* Data shown:
....

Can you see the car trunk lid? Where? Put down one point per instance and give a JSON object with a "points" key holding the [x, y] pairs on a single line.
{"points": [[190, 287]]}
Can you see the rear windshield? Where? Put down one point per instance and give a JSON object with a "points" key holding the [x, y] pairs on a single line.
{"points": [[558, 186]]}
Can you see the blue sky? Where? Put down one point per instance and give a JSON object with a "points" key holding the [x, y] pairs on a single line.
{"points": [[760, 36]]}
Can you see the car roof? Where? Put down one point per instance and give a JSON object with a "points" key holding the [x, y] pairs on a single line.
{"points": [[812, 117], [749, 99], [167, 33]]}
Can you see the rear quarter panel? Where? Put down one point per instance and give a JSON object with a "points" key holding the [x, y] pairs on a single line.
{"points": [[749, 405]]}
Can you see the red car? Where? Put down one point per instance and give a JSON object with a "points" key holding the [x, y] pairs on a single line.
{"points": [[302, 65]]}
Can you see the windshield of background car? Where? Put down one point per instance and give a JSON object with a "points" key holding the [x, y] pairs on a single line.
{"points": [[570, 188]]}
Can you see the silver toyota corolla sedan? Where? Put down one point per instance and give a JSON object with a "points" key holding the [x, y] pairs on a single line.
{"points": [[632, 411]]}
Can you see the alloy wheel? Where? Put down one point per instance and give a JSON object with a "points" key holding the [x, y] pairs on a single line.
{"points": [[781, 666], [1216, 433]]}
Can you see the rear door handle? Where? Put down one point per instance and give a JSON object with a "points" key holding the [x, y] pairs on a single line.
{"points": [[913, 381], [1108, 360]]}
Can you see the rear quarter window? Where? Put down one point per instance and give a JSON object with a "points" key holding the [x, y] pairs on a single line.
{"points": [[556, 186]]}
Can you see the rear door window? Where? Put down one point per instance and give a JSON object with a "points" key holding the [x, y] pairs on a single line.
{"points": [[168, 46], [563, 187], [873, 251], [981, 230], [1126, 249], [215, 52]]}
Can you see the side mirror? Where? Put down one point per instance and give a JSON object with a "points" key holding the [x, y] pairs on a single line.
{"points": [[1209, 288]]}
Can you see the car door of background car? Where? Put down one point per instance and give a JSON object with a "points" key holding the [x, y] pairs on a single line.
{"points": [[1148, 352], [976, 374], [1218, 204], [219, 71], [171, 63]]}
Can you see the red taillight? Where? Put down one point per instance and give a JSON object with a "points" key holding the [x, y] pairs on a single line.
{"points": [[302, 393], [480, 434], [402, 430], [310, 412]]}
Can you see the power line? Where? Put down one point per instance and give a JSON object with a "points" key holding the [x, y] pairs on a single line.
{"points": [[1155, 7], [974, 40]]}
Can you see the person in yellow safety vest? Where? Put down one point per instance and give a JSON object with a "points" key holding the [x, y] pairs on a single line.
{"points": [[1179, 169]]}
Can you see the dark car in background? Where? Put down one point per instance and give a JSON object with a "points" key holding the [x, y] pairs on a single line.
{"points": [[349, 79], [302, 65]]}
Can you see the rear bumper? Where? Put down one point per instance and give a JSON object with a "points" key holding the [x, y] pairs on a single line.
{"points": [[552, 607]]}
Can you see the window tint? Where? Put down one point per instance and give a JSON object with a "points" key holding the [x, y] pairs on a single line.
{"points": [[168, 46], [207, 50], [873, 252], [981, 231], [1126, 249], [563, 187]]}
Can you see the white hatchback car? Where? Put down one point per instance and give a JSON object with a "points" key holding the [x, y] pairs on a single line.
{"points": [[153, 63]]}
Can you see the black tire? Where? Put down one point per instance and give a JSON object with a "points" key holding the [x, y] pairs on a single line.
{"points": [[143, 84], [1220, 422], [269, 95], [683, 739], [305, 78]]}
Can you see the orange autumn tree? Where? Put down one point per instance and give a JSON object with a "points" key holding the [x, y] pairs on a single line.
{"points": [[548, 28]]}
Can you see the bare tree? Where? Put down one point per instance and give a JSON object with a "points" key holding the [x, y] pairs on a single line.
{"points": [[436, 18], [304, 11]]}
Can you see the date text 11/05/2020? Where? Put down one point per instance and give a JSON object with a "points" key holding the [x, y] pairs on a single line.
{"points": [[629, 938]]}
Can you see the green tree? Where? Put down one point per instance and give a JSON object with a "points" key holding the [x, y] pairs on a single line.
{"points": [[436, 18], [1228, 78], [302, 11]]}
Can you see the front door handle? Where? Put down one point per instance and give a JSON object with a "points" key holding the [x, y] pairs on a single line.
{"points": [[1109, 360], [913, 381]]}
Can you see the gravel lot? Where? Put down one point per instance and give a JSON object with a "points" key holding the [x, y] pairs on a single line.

....

* Your assignment:
Could you transcribe the records in full, exactly?

* Solution to this exercise:
Can you see the car trunk lid? Where? Put down one point per instance and give a JSON object with a "points" key holding the [x, y] pairs on a single line.
{"points": [[190, 287]]}
Can you see the rear windshield? Where? Put down one point per instance and give a JSON object with a "points" key holding the [x, y] pairs on a single line.
{"points": [[558, 186]]}
Can you see the blue sky? Where? Put down one point per instance and give a JSON object with a "points" key holding the [x, y] pairs on a single line.
{"points": [[760, 36]]}
Can you see the car roof? Where? Put down one point per instance and give a JSON object with a "points" key holding the [x, y] pairs on a single line.
{"points": [[812, 117], [749, 99], [167, 33]]}
Can you see the rear quarter panel? Where? Put down one point per instance and give a JSON object with a "points" key holding the [x, y] pairs on a single line.
{"points": [[749, 405]]}
Can you see the red car? Where? Put down one point per instance and give a JSON object with a "points" key holding the [x, y] pairs on a single line.
{"points": [[302, 65]]}
Can you see the windshield of background car? Where? Put down one point per instance and give a JSON object with a "points" key holding the [x, y] pairs on a single line.
{"points": [[570, 188]]}
Can you see the silver toyota corolla sedan? Where? Put down one point per instance and give a JSON object with a "points" key holding the [x, y] pairs on a single line.
{"points": [[632, 411]]}
Can you see the alloy wheel? Where? Put down one point per instance and give a JSON object with a "points" key holding the [x, y] pairs on a single line.
{"points": [[781, 666], [1216, 433]]}
Can you see the rear door handle? Where? Put down one point per instance and give a JSON object with a "points" key holding the [x, y] pairs on a single line.
{"points": [[913, 381], [1108, 360]]}
Can you see the rear quarter window? Where? Put down one point per instance and give a JSON object with a "points" key holding the [x, y] pairs on a single line.
{"points": [[556, 186]]}
Can you see the rear door window? Where? Put down one point per instance and give a JSON object with a "points" key holding the [x, y] pairs on a single line.
{"points": [[168, 46], [563, 187], [873, 251], [981, 230], [1126, 249], [215, 52]]}
Can you see the side mirror? Where? Put down one point per instance and give a JSON object with a "points" key holding the [x, y] pairs on a single line.
{"points": [[1209, 288]]}
Can you see the car door of background car? Where? Put down one point per instance and give a JSON object with a "points" key holding the [x, y] pairs on a single line.
{"points": [[1148, 352], [976, 374], [1218, 204], [219, 71], [171, 63]]}
Can you see the red taillight? Where? Put down one point per instance and give a JSON object with a "points" key holding the [x, y] pairs on a single line.
{"points": [[302, 393], [480, 434], [402, 430], [310, 412]]}
Can you see the power line? Where? Put down one point per instance and give a JSON object with a "points" key holding the [x, y] pairs on a single line.
{"points": [[1155, 7], [974, 40]]}
Can you see the person in yellow safety vest? Where? Put down one point per instance and give a JSON object with a "points" key holding the [x, y] pairs on a single line.
{"points": [[1179, 169]]}
Can you see the dark car in background? Where? Put down one point per instance and give a JSON object with a "points" key holding the [x, y] pairs on a single line.
{"points": [[349, 79], [302, 65]]}
Can you see the rear bumper? Where? Put down one point per instance and give a JSON object with a "points" key holding the [x, y] pairs on a single line.
{"points": [[552, 607]]}
Can you see the window tint? Where? Put down one point per instance and give a JSON object with a "points" key holding the [x, y] pairs on a single line.
{"points": [[168, 46], [207, 50], [873, 252], [981, 231], [1126, 249], [563, 187]]}
Can you see the white hatchback car? Where? Put down one point per instance and give a JSON object with a "points" key holding the [x, y] pairs on a single line.
{"points": [[153, 63]]}
Can you see the black tire? Where? Put down one point per instance and give a JSON object with a "points" key holding the [x, y] pairs on a single line.
{"points": [[143, 84], [1220, 422], [269, 95], [683, 739], [305, 78]]}
Can you see the orange autumn tree? Where? Put down one point per instance and give a JSON object with a "points" key holding the [x, y] pairs on a single line.
{"points": [[548, 28]]}
Can you see the bare tree? Where? Put down one point per instance and give a JSON object with a "points" key holding the [x, y] pairs on a single line.
{"points": [[436, 18], [304, 11]]}
Can you see the date text 11/05/2020? Where? Put down one point per instance and give a JSON object with a "points" key holding the [x, y] pairs on a single line.
{"points": [[629, 938]]}
Can you see the green tree? Where? Put down one point per instance and give a JSON object with a "points" key holding the [x, y] pairs on a single line.
{"points": [[436, 18], [1228, 78], [302, 11]]}
Can you see the front door handle? Where? Put down one point per instance and give a JSON object with a "points" key holding the [x, y] pairs on a single line.
{"points": [[1109, 360], [913, 381]]}
Can you see the gravel lot? Where? Put down one point per instance and give a JSON object with a "points" key holding the [x, y] pairs on a single line.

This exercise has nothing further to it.